Source records:

━━━━━━━━━━━━━━━━━━━━

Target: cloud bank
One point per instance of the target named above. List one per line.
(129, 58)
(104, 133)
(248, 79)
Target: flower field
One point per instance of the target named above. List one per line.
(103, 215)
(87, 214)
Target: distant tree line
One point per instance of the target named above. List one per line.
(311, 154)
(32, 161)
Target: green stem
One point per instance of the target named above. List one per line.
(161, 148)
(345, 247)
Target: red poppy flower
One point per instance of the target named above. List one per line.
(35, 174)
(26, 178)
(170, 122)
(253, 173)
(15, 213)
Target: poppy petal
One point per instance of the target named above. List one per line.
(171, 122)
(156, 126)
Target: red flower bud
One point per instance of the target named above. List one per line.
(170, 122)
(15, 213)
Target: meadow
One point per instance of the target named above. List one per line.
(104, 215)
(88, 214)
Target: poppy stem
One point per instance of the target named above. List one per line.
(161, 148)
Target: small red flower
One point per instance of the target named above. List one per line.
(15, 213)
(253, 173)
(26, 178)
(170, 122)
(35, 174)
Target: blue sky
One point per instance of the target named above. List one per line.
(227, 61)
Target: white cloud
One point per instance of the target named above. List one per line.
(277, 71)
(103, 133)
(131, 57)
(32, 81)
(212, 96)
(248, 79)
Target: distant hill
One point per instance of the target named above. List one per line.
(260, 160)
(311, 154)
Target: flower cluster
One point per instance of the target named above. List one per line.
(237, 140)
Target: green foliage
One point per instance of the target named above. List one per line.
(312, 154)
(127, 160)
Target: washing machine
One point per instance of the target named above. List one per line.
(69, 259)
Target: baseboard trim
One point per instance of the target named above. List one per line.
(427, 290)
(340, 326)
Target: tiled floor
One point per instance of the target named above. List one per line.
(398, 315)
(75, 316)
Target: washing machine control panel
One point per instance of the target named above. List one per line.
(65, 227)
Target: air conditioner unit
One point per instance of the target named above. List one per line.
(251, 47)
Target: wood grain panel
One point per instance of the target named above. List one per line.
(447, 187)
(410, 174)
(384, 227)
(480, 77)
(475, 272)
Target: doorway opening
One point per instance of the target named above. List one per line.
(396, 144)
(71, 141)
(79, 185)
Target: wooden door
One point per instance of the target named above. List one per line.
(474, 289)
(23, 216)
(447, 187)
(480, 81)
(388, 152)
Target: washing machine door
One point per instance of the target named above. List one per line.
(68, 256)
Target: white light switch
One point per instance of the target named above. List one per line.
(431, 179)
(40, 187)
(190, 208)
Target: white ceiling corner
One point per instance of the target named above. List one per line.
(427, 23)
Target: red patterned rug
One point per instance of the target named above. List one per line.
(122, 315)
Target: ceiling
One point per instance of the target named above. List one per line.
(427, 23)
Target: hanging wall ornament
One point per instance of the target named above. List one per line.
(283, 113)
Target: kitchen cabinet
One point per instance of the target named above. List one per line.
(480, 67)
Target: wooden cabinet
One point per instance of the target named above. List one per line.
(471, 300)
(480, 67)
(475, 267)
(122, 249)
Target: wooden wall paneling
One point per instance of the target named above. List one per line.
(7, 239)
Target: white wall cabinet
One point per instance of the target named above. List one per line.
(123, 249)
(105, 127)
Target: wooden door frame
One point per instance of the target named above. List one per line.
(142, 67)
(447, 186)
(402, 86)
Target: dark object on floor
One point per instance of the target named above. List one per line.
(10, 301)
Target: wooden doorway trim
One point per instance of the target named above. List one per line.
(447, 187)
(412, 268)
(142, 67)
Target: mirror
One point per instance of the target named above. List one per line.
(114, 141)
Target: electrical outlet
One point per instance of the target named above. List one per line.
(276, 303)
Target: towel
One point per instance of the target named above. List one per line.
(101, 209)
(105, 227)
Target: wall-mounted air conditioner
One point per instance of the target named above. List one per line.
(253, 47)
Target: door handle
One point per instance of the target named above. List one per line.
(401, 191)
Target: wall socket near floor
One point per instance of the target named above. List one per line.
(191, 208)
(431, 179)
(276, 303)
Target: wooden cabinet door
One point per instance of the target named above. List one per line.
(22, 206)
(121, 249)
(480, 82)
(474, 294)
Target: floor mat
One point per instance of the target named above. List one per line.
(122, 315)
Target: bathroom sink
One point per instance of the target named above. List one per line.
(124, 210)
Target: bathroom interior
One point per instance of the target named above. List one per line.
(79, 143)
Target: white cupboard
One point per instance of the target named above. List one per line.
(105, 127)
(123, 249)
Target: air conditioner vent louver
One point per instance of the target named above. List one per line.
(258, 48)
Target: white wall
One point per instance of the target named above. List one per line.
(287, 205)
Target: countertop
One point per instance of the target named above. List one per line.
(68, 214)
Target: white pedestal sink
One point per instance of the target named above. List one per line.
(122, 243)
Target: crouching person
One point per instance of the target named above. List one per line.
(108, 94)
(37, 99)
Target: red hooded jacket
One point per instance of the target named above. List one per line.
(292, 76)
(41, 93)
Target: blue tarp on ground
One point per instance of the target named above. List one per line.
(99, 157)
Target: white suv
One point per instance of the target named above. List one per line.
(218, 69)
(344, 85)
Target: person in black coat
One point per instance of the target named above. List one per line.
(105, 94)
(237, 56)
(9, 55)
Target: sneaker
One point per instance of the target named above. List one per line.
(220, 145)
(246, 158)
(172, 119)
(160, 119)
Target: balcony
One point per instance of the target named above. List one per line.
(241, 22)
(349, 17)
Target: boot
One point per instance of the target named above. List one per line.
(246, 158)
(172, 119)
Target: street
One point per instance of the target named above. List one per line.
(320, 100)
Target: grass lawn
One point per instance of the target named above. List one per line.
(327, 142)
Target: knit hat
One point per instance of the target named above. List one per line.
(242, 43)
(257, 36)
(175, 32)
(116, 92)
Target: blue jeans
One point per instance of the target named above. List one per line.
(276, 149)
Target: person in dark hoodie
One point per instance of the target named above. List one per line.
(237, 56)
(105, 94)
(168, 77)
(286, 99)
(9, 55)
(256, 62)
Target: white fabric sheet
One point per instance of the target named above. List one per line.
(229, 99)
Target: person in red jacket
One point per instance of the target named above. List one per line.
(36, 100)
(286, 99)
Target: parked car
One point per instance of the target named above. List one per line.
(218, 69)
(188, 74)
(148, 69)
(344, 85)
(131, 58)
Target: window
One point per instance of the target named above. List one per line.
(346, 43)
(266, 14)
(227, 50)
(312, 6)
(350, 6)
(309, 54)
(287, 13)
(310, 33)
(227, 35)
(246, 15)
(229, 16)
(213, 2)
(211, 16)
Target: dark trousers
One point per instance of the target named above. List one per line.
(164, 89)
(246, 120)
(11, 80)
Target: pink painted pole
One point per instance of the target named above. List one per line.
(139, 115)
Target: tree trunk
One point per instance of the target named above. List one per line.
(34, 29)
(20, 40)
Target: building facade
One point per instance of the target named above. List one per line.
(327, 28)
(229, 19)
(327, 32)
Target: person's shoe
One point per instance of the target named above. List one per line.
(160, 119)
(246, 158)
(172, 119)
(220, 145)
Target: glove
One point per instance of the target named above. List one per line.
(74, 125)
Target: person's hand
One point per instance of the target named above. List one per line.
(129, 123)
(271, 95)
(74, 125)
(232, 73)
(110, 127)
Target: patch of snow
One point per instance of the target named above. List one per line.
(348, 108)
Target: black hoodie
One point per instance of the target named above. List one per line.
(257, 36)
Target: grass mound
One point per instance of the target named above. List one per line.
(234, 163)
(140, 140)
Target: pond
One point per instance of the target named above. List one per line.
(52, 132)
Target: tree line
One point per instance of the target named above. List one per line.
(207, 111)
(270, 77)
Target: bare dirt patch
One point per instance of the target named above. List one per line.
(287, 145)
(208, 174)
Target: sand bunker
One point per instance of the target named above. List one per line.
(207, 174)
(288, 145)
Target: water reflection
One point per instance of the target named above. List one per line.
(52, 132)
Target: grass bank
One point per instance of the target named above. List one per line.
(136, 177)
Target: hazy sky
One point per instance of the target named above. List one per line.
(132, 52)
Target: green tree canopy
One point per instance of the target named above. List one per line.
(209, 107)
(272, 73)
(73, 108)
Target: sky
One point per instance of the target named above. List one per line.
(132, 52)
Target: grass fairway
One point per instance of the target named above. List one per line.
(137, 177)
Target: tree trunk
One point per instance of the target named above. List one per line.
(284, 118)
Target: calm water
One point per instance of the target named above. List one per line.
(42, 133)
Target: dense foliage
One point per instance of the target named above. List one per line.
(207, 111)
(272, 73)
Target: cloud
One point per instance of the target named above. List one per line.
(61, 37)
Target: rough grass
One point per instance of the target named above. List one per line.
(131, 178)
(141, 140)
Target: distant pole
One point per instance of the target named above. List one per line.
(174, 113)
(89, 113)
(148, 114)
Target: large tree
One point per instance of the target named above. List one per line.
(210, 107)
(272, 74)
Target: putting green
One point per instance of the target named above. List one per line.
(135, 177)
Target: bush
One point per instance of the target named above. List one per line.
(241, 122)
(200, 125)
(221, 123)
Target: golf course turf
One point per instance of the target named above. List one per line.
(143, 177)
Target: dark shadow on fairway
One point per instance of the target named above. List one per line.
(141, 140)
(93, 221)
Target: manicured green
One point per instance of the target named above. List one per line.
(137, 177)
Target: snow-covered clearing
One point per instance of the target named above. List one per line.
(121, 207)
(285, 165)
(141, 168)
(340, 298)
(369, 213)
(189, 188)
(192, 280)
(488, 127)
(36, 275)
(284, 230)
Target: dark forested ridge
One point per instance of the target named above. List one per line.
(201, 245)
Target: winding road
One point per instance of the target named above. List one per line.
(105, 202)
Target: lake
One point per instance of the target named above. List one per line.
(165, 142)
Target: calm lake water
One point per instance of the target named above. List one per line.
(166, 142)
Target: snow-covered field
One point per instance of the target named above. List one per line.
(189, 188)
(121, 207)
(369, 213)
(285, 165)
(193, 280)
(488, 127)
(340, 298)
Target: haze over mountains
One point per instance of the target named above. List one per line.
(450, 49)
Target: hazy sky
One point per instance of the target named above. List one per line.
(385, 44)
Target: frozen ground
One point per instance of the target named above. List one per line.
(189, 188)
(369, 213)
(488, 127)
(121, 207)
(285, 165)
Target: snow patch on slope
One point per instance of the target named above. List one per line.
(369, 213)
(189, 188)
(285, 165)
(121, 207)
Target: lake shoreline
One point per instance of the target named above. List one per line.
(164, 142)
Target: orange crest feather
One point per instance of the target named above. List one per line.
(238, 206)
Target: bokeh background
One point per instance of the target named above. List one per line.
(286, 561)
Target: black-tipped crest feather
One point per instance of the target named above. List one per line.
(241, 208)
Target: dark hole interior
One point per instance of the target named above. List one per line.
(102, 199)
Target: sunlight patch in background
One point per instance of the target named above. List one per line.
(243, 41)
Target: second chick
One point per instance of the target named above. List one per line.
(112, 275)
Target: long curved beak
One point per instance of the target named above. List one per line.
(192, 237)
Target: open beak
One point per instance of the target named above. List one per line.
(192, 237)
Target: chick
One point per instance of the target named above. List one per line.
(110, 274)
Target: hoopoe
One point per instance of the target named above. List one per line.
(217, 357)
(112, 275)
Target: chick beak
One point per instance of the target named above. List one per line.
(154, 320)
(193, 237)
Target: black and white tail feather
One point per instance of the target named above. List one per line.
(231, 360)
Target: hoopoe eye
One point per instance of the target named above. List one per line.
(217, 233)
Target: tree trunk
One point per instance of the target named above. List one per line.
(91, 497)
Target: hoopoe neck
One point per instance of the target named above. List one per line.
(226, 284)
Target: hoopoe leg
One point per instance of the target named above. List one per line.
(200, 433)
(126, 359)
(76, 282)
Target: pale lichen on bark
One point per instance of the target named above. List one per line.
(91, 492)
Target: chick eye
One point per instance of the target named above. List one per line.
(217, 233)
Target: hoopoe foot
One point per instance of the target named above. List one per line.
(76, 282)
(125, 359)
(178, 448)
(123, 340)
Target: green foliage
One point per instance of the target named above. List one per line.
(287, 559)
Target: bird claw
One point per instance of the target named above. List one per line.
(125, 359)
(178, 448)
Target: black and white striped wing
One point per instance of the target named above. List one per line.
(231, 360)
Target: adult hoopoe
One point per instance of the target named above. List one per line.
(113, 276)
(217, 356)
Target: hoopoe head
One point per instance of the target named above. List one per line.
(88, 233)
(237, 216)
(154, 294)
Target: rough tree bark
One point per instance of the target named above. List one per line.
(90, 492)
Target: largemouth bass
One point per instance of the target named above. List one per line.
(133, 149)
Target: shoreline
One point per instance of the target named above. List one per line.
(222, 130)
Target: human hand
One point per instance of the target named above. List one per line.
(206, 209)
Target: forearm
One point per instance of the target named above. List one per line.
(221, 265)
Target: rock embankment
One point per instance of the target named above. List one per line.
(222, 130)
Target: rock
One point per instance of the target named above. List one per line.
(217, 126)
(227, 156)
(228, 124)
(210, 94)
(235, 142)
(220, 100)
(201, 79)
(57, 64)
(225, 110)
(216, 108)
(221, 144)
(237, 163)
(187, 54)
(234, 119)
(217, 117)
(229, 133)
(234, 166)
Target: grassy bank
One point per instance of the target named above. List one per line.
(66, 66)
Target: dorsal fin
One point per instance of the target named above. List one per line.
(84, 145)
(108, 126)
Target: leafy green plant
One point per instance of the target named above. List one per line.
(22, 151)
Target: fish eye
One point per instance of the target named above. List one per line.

━━━━━━━━━━━━━━━━━━━━

If a line in the data contains the string "hoodie", count it, then give the total and nothing else.

2